**Exercise set**
[1] In the excerpt on operating expenses, how much did cash-based employee-related expenses for research and development grow during the three months ended August 4, 2017?
[2] Retype the section of the operating-expenses excerpt starting at "Additionally, cost of" and ending at "six months ended August 4, 2017, respectively.".

Cost of License Revenue, Cost of Services Revenue and Operating Expenses Our 
cost of services revenue and operating expenses primarily reflected increasing 
cash-based employee-related expenses, driven by incremental growth in headcount 
and increasing compensation across most of our income statement expense 
categories during the three and six months ended August 4, 2017. We expect 
increases in cash-based employee-related expenses to continue.

Cost of License Revenue Cost of license revenue primarily consists of the cost 
of fulfillment of our software, royalty costs in connection with technology 
licensed from third-party providers and amortization of intangible assets. The 
cost of fulfillment of our software includes personnel costs and related 
overhead associated with the physical and electronic delivery of our software 
products.

Cost of license revenue was flat during the three and six months ended August 
4, 2017 compared to the three and six months ended June 30, 2016. Cost of 
Services Revenue Cost of services revenue primarily includes the costs of 
personnel and related overhead to physically and electronically deliver 
technical support for our products and to provide professional services. 
Additionally, cost of services revenue includes depreciation on equipment 
supporting our service offerings.

Cost of services revenue increased during the three and six months ended August 
4, 2017 compared to the three and six months ended June 30, 2016. The increase 
was primarily due to growth in cash-based employee-related expenses of $23 
million and $46 million during the three and six months ended August 4, 2017, 
respectively, driven by incremental growth in headcount and salaries, as well 
as increased IT development costs of $11 million during the six months ended 
August 4, 2017. These increased costs were offset in part by a decrease in 
equipment, depreciation and facilities-related costs of $15 million and $16 
million during the three and six months ended August 4, 2017, respectively. 
Research and Development Expenses Research and development expenses include the 
personnel and related overhead associated with the development of our product 
software and service offerings.

Research and development expenses increased during the three and six months 
ended August 4, 2017 compared to the three and six months ended June 30, 2016. 
The increase was primarily due to growth in cash-based employee-related 
expenses of $69 million and $114 million during the three and six months ended 
August 4, 2017, respectively, driven by incremental growth in headcount and 
salaries. In addition, stock-based compensation increased by $15 million and 
$26 million, respectively, primarily driven by an increase in restricted stock 
unit awards granted after the second quarter of 2016. These increases were 
partially offset by an increase in capitalized internal-use software 
development costs of $18 million and $34 million during the three and six 
months ended August 4, 2017, respectively. Sales and Marketing Expenses Sales 
and marketing expenses include personnel costs, sales commissions and related 
overhead associated with the sale and marketing of our license and services 
offerings, as well as the cost of product launches and marketing initiatives. 
Sales commissions for our license offerings are generally earned and expensed 
when a firm order is received from the customer. In the event of a multi-year 
EA or our SaaS offerings, sales commissions are generally expensed over the 
term of the arrangement.

**Data records**
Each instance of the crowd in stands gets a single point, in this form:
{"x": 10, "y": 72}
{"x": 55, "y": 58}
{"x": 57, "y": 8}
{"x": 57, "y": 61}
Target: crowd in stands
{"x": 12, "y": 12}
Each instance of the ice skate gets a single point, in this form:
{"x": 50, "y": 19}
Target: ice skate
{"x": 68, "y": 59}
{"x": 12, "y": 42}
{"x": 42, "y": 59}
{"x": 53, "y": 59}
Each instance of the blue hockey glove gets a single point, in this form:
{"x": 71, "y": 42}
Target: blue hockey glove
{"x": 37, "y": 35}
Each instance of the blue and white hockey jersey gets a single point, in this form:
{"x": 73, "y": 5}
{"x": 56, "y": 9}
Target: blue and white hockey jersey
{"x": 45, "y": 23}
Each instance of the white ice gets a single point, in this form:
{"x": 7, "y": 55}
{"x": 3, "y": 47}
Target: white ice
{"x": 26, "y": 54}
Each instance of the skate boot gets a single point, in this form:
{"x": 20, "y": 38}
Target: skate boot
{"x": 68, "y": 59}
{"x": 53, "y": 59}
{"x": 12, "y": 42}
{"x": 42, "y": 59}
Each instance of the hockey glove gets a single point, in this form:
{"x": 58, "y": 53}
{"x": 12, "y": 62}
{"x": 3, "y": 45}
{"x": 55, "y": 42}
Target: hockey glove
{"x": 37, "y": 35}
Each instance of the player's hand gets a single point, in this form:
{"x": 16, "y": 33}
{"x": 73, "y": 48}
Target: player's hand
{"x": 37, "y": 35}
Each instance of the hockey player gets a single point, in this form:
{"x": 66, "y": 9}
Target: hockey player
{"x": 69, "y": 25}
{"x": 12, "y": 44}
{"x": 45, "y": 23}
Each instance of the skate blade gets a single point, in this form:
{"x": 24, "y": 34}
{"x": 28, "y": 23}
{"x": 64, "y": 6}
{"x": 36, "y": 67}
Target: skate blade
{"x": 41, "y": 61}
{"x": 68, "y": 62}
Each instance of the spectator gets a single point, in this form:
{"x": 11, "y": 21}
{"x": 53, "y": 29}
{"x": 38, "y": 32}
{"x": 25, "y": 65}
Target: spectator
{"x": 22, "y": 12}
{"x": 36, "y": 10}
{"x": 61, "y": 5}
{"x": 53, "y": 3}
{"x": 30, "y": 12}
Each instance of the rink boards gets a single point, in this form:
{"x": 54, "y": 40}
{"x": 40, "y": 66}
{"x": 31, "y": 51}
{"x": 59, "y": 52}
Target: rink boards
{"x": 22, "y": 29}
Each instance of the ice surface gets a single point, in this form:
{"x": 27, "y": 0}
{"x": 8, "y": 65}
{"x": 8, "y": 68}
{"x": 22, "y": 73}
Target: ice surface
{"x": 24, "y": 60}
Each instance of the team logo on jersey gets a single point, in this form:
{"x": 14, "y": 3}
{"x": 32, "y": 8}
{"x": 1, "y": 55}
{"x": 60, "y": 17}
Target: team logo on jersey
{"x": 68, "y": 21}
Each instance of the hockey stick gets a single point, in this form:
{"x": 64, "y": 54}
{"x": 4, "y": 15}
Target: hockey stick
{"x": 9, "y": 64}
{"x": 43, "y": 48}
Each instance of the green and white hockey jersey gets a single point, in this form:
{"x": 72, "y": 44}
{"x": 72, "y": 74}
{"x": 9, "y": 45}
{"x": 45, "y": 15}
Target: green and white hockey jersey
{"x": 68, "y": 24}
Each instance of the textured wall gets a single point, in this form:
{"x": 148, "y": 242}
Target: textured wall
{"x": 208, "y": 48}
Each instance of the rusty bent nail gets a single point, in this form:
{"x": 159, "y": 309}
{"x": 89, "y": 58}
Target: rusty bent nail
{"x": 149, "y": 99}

**Exercise results**
[1] $69 million

[2]
Additionally, cost of services revenue includes depreciation on equipment 
supporting our service offerings.

Cost of services revenue increased during the three and six months ended August 
4, 2017 compared to the three and six months ended June 30, 2016. The increase 
was primarily due to growth in cash-based employee-related expenses of $23 
million and $46 million during the three and six months ended August 4, 2017, 
respectively, driven by incremental growth in headcount and salaries, as well 
as increased IT development costs of $11 million during the six months ended 
August 4, 2017. These increased costs were offset in part by a decrease in 
equipment, depreciation and facilities-related costs of $15 million and $16 
million during the three and six months ended August 4, 2017, respectively.